Select each line in the items below that contains the word "stone", and copy those lines out in full.

[Lines of data]

§

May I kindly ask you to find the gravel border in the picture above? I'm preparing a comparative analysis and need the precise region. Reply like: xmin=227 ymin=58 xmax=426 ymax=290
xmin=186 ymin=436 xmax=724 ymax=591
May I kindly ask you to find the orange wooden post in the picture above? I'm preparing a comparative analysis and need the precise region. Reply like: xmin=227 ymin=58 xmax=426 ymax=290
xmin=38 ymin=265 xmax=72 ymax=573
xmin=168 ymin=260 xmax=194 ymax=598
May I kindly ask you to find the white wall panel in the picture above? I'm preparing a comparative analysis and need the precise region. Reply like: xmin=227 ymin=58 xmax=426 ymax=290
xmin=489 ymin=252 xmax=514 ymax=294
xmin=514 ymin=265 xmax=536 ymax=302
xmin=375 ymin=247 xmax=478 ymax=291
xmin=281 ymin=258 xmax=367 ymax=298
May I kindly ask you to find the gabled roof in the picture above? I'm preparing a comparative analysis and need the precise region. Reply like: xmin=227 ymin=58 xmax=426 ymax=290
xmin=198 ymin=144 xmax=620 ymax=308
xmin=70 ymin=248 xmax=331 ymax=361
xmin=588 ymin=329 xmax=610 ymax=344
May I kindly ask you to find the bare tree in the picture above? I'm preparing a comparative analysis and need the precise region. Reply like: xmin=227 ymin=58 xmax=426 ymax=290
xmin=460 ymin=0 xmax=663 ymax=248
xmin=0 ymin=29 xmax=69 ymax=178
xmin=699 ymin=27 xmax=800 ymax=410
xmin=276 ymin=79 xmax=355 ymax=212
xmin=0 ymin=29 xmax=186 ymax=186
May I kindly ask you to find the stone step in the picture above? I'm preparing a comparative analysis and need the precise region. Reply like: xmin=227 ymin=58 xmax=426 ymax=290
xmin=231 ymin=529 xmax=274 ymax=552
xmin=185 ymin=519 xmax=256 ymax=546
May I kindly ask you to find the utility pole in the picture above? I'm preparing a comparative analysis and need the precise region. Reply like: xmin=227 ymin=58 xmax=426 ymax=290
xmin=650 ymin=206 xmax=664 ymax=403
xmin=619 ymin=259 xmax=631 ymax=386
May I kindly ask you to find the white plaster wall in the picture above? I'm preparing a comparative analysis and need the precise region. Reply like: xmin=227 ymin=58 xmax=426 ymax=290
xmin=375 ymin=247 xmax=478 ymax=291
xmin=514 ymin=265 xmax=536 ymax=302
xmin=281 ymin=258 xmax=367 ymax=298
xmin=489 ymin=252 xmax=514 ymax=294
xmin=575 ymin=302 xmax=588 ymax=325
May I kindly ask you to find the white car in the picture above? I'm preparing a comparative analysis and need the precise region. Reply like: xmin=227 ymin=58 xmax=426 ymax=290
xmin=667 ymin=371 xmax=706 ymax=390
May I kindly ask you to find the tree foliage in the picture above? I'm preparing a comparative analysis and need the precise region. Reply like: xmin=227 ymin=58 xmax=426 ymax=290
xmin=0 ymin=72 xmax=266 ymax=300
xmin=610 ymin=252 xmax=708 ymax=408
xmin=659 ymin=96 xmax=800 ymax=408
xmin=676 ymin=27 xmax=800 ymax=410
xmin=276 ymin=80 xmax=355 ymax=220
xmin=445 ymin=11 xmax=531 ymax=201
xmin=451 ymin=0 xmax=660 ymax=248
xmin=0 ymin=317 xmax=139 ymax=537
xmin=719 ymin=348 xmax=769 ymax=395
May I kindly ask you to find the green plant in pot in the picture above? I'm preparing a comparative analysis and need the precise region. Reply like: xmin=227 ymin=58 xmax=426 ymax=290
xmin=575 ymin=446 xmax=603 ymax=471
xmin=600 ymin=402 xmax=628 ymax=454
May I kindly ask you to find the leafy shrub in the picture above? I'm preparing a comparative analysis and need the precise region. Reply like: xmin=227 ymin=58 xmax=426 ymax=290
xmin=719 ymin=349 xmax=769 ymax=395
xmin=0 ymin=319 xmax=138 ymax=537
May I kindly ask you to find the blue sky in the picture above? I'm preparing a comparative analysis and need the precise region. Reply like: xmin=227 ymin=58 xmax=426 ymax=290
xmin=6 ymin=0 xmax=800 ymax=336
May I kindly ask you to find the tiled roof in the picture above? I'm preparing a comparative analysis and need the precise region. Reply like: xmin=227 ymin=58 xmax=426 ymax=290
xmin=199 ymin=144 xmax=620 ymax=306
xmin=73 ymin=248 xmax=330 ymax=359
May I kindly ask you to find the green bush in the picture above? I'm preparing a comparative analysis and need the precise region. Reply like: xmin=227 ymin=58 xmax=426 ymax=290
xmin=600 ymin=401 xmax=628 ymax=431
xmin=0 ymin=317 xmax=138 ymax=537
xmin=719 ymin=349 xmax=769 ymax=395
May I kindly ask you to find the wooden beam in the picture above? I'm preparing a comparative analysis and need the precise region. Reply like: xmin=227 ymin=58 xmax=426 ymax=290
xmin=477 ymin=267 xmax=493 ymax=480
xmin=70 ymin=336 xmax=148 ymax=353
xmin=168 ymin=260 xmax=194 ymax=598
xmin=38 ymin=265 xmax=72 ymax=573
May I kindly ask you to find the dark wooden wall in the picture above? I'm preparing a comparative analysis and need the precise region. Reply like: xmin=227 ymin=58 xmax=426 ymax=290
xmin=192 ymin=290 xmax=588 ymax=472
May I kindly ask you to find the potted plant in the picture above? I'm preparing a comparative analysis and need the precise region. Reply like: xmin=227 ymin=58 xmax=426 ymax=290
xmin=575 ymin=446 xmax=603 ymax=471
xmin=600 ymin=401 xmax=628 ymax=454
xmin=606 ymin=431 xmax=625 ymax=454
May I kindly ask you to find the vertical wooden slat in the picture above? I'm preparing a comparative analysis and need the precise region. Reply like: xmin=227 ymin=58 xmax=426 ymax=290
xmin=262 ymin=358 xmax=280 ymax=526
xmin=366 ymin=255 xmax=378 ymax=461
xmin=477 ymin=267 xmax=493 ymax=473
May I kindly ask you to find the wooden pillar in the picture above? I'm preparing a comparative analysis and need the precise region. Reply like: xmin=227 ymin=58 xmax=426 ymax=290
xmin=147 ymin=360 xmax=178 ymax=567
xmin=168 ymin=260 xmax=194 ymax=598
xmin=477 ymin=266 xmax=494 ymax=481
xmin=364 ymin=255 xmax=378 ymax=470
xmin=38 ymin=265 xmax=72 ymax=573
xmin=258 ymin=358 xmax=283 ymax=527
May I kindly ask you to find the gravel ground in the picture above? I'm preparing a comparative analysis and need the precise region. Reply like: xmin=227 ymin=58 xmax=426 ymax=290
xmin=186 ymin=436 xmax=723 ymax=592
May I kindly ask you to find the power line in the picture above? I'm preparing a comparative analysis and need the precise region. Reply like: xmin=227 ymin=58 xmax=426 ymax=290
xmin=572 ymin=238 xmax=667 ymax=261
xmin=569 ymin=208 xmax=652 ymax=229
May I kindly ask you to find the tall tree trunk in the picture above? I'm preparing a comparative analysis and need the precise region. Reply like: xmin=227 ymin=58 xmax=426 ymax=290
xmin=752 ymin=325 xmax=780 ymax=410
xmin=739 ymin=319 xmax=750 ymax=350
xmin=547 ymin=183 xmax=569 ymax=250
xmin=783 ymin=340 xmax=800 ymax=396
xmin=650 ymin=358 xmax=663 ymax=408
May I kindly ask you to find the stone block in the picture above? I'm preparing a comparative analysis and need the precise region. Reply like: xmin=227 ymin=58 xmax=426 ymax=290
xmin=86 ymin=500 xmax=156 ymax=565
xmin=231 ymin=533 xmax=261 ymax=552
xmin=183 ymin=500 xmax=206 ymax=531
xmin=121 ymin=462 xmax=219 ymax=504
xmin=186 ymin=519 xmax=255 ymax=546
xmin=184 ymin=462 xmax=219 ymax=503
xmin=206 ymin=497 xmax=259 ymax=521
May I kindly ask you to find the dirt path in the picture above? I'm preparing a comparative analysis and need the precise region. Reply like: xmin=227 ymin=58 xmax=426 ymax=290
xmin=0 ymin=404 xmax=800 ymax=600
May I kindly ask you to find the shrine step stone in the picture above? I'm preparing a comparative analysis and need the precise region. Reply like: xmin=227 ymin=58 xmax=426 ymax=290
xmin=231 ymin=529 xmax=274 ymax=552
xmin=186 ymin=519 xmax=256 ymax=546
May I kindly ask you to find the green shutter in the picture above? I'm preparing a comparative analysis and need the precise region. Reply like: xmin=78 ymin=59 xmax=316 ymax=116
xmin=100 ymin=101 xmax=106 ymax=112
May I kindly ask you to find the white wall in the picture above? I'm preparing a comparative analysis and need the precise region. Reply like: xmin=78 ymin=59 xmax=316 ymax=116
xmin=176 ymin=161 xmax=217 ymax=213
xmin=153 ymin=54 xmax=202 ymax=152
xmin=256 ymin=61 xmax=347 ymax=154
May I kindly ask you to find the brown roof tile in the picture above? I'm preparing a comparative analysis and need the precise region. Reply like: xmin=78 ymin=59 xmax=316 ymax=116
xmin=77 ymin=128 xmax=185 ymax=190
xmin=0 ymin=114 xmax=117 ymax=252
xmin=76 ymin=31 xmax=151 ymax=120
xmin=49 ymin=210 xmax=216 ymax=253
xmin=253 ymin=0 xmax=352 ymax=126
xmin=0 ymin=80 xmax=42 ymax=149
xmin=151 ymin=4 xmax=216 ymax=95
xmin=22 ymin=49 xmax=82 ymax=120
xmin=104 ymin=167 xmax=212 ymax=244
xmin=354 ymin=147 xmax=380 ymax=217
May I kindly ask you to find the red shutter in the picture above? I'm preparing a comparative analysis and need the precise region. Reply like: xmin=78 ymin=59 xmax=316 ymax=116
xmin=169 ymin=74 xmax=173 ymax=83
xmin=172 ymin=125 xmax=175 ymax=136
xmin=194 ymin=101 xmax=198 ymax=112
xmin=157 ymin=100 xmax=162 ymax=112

§

■ Task solution:
May I kindly ask you to find the stone step in the picture above? I'm preparing a comparative analysis and need the precise region. Reply like: xmin=227 ymin=58 xmax=426 ymax=290
May I kindly ask you to find the stone block in the picture above? I'm preparing a comparative analysis and need the precise region. Reply like: xmin=227 ymin=58 xmax=426 ymax=290
May I kindly ask you to find the shrine step stone in the picture above? I'm preparing a comparative analysis and need the precise region. Reply like: xmin=227 ymin=58 xmax=426 ymax=290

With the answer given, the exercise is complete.